* _SET PROBLEM_
Repeat each record below exactly, dropping the pictures.

----

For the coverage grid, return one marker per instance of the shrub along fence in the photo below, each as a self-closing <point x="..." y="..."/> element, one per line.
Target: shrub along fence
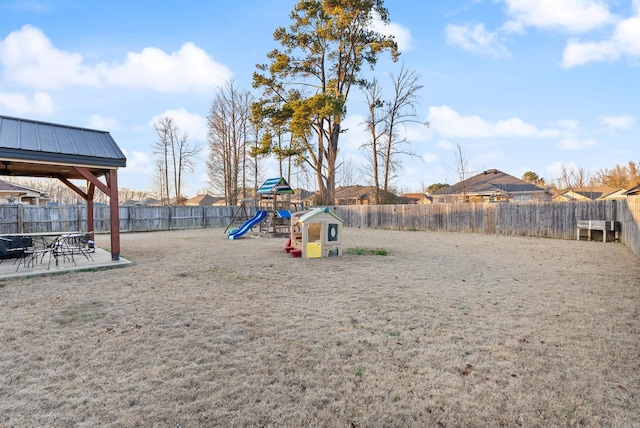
<point x="542" y="219"/>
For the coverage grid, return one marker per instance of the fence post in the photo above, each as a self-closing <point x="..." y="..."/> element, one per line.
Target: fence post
<point x="20" y="218"/>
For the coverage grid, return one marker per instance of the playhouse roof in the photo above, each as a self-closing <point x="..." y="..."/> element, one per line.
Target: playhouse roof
<point x="306" y="217"/>
<point x="275" y="185"/>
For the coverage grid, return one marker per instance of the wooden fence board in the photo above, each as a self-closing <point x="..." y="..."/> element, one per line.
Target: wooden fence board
<point x="541" y="219"/>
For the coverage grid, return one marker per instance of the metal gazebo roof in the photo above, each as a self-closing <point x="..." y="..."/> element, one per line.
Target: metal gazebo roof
<point x="31" y="148"/>
<point x="275" y="185"/>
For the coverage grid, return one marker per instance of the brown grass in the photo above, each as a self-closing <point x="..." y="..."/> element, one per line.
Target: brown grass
<point x="445" y="330"/>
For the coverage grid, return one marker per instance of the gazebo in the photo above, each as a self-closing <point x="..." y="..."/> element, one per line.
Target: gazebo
<point x="31" y="148"/>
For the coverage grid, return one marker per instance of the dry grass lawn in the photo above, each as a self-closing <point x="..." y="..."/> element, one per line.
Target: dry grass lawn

----

* _RESPONSE TO THE EXERCISE_
For the coverage grid, return one marker per instance of the shrub along fence in the photo below, each as a self-closing <point x="..." y="..."/> element, one per line.
Target: shrub along fence
<point x="542" y="219"/>
For the coverage grid, return one marker per instance of the fence post in the photo above, each as a self-closing <point x="..." y="..."/> element, one per line.
Target: fence post
<point x="20" y="218"/>
For the coverage grid, return one marker per instance of the playhouse roof in the photo above, each as a self-closing <point x="..." y="..."/> element, one per line.
Target: playhouse roof
<point x="306" y="217"/>
<point x="275" y="185"/>
For the coverage grid, return one marker per instance of the wooden fence board in the photo above, each as a self-closing <point x="..." y="..."/> element, one per line.
Target: wooden fence board
<point x="541" y="219"/>
For the coverage grid, return one marker per instance of the metal gazebo roof in the photo above, each as a self-closing <point x="..." y="..."/> element, one per line.
Target: metal gazebo roof
<point x="31" y="148"/>
<point x="275" y="185"/>
For the coverage grid, return one marker per instance of the brown grass in the photo above, each as a self-closing <point x="..." y="..."/> element, one per line.
Target: brown grass
<point x="445" y="330"/>
For the coverage grid, return one marker per instance of the gazebo in the photo above, each as a self-closing <point x="..." y="..."/> element, one per line.
Target: gazebo
<point x="31" y="148"/>
For the coverage grid, return one marker per instance of the dry grass lawn in the photo above, each as a self-closing <point x="..." y="..."/> element, one per line.
Target: dry grass lawn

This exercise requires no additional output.